-- Start of Data provided --

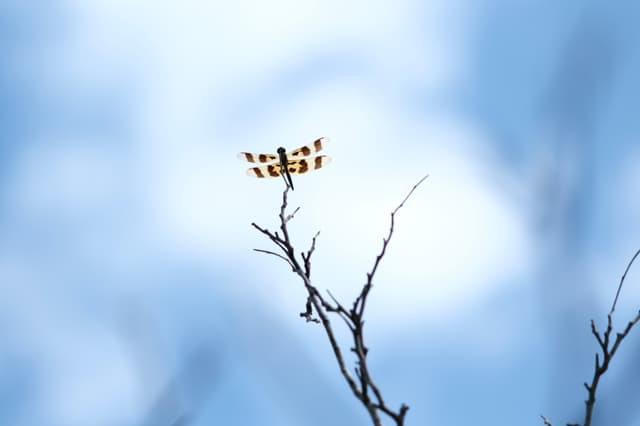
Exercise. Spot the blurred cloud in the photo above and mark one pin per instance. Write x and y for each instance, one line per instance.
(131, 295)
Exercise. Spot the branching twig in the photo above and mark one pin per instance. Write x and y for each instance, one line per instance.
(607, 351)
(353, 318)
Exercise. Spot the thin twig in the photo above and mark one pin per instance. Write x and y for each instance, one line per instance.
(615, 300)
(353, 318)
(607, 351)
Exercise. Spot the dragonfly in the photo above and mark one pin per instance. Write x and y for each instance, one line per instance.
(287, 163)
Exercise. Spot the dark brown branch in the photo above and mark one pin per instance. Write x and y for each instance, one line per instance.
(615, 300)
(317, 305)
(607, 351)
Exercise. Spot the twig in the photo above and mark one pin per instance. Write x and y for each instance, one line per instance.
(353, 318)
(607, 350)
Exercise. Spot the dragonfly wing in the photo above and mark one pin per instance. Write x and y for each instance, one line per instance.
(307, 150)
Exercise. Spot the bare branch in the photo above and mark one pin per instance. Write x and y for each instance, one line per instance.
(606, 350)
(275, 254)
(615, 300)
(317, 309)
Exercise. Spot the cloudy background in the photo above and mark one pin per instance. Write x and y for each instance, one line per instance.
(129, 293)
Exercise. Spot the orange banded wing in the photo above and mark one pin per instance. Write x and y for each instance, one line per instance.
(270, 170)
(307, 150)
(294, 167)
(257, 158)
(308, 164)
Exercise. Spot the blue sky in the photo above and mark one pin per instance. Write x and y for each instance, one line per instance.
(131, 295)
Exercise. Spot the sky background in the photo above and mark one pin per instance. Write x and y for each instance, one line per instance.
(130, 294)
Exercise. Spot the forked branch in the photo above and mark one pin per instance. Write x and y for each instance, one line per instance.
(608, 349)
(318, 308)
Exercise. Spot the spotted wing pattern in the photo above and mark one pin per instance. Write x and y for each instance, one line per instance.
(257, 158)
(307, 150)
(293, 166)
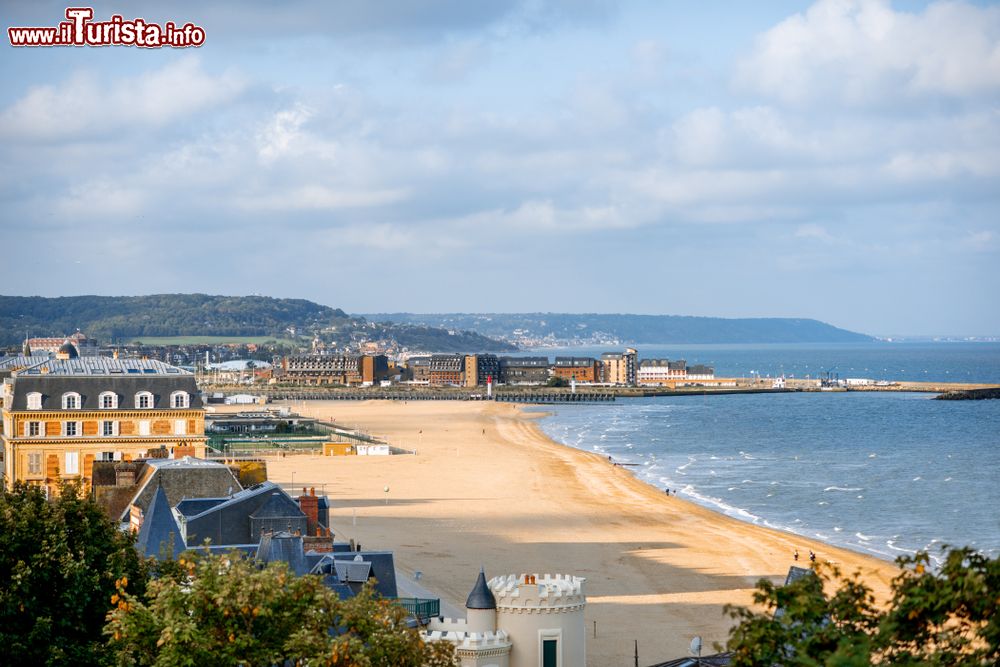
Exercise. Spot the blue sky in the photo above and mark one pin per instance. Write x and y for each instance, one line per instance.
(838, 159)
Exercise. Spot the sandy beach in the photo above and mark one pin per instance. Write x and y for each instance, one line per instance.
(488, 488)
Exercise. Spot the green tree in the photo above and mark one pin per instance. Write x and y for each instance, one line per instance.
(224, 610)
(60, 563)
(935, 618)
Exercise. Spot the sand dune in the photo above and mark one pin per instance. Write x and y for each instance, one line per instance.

-- End of Data provided --
-- Start of Data provided --

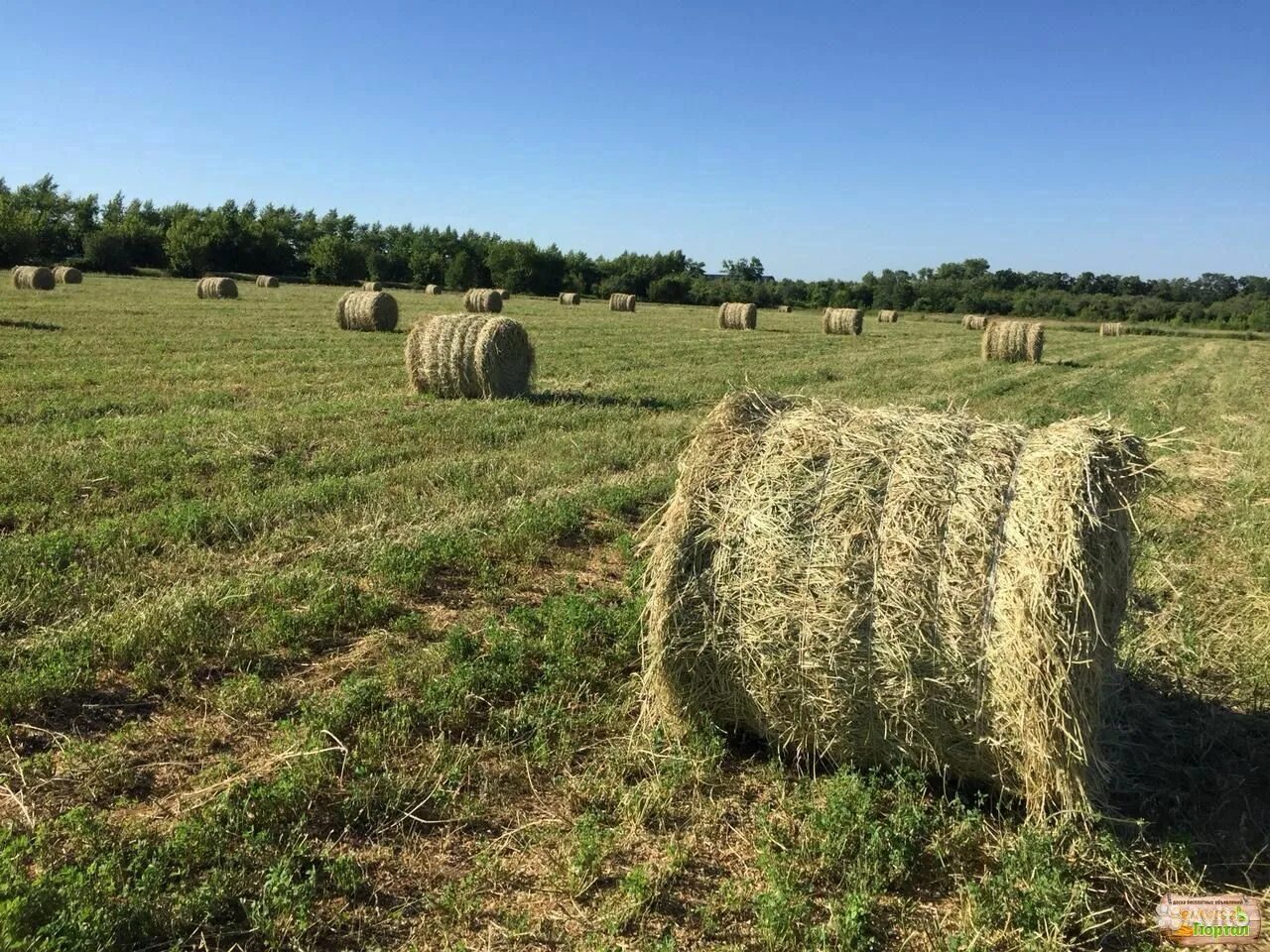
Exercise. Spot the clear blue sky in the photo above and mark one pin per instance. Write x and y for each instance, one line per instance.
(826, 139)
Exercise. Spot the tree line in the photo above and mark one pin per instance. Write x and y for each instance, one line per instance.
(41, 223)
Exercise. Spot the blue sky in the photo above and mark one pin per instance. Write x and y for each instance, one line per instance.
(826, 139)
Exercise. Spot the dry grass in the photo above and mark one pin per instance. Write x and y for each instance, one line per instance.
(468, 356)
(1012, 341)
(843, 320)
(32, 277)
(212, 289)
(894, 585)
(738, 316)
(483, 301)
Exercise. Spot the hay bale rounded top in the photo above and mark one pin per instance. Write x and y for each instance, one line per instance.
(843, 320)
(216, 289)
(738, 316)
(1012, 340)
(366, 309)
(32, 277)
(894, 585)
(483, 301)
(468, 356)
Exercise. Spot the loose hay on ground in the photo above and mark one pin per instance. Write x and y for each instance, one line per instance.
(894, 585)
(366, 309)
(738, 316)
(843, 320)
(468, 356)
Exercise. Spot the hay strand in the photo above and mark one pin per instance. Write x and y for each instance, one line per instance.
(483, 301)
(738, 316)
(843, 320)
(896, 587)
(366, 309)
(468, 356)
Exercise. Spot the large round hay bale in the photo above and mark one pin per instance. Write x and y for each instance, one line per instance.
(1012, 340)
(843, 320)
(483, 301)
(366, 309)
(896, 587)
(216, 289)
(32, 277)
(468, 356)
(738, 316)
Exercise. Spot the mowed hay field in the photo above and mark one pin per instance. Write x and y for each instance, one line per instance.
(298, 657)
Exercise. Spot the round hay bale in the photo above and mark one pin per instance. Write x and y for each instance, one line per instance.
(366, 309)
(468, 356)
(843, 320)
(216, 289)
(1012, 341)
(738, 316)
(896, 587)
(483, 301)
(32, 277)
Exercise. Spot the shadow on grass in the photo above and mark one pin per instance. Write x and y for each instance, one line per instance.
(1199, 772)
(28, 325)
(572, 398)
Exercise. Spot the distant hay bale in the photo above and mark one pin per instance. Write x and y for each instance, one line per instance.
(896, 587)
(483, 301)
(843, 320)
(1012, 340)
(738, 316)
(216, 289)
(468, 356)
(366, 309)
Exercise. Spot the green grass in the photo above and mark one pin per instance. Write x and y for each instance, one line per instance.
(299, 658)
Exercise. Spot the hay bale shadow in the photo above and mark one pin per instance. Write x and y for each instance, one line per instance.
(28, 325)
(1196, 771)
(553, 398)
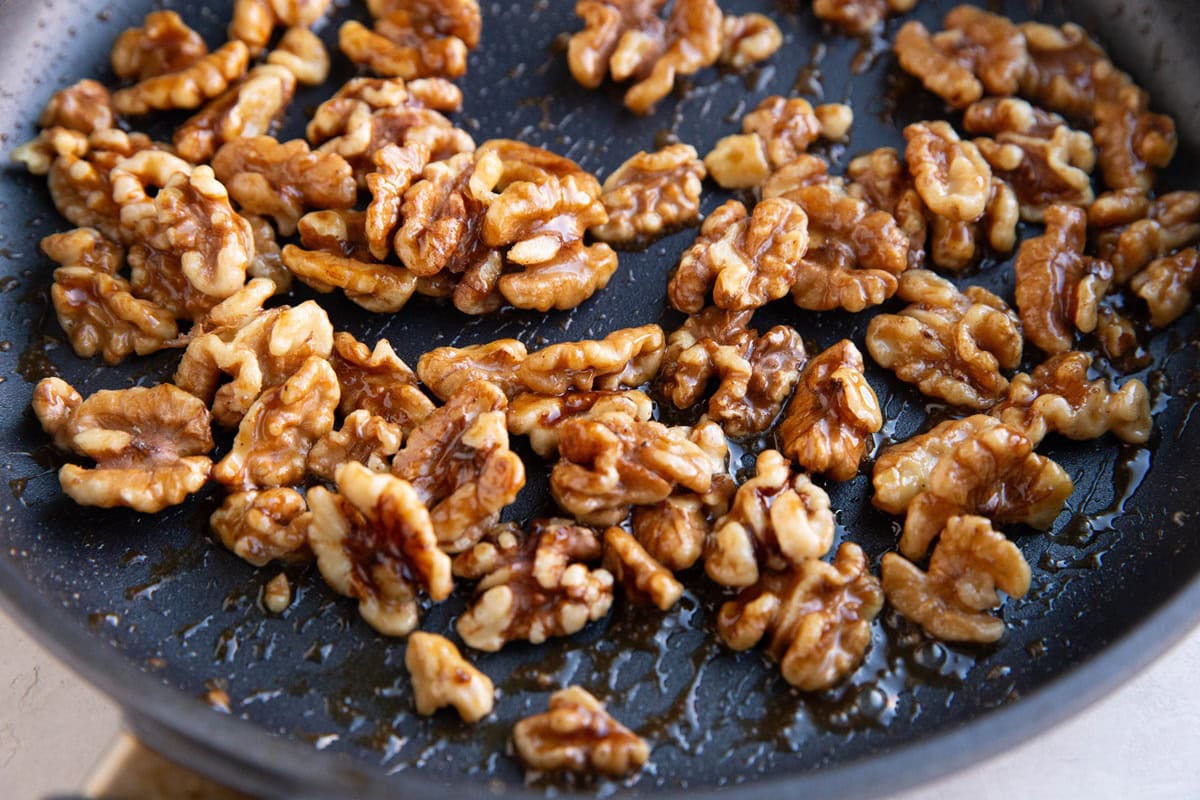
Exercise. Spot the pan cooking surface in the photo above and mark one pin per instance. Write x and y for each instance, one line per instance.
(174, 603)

-- End of Data provided --

> **What this task involves**
Please list every line from the rows above that contains the word "bale", copying each line in full.

> **Full response**
Exercise. Spot the hay bale rounded top in the photo above and mark one pin per instance. Write x and y for each instance, one line per instance.
Exercise. Spot the large round hay bale in the photo above and mark one pin per instance. Write x and y for each instance, one line per instance.
Exercise. Spot the round hay bale in the photo above and mark one pin per instance. Write x and y for each instance, one line per instance.
Exercise. Spot the distant hay bale in the photo above and mark one pin per instance. Write x and y for each instance, one line per instance.
Exercise. Spot the hay bale shadow in the photo above and mark one pin per instance. Write x and y for each instance, one line per instance.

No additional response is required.